-- Begin --

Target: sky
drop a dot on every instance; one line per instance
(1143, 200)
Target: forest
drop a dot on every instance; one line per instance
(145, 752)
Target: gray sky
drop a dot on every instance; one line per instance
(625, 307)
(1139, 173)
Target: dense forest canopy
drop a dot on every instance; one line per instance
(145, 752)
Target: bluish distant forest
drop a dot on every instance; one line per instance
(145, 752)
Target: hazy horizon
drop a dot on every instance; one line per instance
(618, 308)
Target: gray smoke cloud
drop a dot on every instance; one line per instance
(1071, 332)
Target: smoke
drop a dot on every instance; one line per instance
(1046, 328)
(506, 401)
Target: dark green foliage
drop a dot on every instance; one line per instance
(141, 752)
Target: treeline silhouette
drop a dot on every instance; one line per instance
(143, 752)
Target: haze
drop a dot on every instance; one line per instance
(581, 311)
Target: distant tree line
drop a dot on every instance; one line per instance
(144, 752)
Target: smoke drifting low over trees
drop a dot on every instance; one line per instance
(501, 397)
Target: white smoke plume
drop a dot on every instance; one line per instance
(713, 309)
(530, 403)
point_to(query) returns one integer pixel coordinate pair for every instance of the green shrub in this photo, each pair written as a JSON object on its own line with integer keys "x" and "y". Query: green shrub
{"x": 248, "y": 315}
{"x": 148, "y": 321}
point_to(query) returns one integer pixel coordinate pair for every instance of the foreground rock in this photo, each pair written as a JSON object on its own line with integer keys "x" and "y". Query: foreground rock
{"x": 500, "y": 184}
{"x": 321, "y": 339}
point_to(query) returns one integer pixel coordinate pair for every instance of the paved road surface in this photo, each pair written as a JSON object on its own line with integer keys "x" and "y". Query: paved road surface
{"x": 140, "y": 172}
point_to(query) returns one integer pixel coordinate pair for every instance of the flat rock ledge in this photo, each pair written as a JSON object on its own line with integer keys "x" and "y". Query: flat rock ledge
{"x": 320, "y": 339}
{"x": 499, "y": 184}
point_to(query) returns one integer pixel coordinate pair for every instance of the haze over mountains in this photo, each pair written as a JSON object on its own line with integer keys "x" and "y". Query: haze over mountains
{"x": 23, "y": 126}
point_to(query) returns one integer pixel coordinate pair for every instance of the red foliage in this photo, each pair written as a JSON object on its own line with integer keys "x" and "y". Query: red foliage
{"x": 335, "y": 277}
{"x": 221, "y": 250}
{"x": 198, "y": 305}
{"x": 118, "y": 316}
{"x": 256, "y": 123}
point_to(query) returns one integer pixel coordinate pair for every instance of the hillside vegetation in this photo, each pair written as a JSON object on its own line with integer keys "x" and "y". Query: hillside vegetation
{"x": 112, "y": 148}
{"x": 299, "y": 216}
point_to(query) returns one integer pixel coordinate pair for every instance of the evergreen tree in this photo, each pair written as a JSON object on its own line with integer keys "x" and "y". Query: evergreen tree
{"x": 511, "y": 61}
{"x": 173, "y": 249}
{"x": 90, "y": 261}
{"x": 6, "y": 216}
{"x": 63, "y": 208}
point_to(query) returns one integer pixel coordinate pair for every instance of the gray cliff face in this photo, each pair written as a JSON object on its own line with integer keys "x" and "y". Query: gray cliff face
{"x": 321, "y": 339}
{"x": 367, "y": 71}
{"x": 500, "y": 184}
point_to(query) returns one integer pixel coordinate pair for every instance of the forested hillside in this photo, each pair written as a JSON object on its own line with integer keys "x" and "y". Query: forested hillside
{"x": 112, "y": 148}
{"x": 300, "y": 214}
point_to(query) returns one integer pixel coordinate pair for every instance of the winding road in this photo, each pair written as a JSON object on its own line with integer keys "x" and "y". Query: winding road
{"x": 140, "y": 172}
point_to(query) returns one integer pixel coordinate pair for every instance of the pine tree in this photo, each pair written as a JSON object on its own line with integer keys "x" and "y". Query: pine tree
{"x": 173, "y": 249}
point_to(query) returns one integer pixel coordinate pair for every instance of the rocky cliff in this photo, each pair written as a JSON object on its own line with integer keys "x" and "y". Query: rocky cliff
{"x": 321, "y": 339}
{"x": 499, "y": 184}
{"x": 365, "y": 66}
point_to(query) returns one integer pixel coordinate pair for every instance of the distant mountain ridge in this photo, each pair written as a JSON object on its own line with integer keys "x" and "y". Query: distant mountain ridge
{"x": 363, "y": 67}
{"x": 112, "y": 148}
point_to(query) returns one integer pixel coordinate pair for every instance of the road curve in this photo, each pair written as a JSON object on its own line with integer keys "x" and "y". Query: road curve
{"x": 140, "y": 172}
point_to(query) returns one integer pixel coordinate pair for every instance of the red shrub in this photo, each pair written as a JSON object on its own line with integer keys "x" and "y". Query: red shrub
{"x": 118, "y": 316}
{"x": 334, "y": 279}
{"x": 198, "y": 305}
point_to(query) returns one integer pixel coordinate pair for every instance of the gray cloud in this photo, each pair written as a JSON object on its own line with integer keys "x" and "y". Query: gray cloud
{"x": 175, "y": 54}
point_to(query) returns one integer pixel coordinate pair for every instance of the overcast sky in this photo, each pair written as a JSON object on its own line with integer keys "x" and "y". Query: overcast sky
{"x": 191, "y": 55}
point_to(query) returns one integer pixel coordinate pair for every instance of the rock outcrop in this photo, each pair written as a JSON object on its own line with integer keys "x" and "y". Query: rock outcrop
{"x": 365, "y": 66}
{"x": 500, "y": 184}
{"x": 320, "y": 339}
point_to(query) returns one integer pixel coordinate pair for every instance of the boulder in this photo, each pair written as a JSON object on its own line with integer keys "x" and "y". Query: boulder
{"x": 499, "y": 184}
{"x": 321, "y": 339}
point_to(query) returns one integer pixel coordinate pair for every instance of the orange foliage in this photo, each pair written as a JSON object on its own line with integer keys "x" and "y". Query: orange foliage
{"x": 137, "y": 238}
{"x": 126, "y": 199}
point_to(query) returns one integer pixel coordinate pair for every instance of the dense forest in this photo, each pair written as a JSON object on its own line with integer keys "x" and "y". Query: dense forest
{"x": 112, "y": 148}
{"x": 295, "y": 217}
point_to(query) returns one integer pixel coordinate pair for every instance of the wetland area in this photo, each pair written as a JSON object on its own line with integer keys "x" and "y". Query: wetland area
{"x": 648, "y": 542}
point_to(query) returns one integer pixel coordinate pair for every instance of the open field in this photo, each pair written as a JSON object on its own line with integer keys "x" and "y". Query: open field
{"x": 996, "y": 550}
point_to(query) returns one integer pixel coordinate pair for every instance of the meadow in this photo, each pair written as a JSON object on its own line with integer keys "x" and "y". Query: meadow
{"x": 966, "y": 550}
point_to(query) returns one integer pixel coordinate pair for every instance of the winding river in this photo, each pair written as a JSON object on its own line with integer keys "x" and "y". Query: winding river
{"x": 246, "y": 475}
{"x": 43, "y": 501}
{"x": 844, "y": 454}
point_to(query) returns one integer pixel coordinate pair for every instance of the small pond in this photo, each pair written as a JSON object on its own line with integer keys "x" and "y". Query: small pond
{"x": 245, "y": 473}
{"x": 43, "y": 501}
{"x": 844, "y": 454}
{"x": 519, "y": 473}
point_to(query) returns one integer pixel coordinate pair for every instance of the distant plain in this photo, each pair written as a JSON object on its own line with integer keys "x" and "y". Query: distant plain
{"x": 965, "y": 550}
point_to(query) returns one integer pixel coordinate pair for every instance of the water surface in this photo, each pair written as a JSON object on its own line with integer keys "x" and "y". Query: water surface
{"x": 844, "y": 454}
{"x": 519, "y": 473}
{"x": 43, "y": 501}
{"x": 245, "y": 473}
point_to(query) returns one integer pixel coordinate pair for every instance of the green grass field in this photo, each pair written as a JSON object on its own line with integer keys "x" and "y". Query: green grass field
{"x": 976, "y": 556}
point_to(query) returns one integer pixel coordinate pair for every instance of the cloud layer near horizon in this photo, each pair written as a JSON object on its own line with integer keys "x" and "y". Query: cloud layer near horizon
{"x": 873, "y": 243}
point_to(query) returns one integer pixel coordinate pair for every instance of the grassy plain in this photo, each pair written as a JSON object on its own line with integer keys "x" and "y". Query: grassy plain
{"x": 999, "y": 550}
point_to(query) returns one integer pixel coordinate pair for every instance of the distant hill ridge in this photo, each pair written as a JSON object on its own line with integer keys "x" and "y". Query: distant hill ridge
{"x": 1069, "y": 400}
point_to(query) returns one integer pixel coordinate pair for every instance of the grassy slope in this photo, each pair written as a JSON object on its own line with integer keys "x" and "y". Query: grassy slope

-- End --

● What you will do
Repeat, character for character, the stretch of the entries from the first line through the line that contains "(1139, 173)", with both ends included.

● Exercise result
Target: sky
drop a dot on every instance; one line per instance
(1143, 200)
Target: forest
drop a dot on every instance; one line per instance
(145, 752)
Target: gray sky
drop a dot on every instance; one line per instance
(625, 307)
(1139, 173)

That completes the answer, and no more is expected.